Exercise details:
Gather every line in the data below that contains the word "backpack" and list those lines.

─── Extracted entries ───

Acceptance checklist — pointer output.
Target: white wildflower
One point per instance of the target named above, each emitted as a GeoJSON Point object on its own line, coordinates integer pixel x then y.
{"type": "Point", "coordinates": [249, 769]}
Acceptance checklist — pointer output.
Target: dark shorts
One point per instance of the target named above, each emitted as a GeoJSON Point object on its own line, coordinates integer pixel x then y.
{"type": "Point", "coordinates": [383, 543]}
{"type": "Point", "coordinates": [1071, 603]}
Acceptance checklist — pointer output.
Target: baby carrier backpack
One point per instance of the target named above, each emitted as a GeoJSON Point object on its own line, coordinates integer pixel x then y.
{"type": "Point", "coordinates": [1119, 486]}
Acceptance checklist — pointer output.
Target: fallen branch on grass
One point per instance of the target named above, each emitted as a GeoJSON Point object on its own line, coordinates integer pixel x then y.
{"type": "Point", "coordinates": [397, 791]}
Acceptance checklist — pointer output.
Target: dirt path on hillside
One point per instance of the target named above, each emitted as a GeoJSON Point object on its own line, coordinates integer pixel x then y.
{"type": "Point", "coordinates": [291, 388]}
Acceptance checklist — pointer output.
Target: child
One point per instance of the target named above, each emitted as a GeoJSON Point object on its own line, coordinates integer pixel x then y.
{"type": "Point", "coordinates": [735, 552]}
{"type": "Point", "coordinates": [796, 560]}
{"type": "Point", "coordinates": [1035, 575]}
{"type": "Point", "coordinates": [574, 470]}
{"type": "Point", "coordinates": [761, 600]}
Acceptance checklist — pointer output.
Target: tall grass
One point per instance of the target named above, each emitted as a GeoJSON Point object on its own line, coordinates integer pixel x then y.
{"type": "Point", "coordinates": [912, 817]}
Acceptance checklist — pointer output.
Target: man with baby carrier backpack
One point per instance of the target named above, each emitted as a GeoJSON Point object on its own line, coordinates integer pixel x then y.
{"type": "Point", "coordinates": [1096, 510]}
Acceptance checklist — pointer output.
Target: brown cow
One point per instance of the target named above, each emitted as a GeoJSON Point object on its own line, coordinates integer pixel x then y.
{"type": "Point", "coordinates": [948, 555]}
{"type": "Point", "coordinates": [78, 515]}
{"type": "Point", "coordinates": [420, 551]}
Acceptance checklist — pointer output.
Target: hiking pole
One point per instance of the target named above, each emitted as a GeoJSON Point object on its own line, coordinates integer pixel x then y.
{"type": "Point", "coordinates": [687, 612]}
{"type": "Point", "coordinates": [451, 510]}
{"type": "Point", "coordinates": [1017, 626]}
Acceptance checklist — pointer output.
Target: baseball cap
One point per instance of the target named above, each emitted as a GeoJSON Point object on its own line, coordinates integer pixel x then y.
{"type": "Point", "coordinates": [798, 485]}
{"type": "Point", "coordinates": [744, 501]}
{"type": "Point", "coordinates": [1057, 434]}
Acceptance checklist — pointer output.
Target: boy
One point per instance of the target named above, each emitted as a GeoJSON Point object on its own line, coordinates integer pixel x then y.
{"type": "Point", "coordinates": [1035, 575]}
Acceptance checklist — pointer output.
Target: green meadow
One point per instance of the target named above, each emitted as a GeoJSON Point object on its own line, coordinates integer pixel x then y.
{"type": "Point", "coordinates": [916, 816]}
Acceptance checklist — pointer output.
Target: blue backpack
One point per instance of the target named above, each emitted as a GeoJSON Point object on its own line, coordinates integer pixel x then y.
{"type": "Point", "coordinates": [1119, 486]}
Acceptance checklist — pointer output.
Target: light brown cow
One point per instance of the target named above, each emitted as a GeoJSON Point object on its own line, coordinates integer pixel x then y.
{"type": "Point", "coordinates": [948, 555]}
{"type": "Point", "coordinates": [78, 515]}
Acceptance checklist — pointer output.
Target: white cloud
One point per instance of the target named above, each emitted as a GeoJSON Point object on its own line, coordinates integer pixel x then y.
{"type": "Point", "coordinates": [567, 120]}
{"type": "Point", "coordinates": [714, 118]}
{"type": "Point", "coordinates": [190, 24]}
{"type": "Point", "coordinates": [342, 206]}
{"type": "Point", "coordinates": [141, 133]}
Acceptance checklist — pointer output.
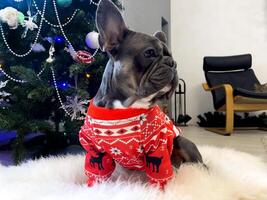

───

Task solution:
Target: baby carrier backpack
Target: man with baby carrier backpack
Target: blue backpack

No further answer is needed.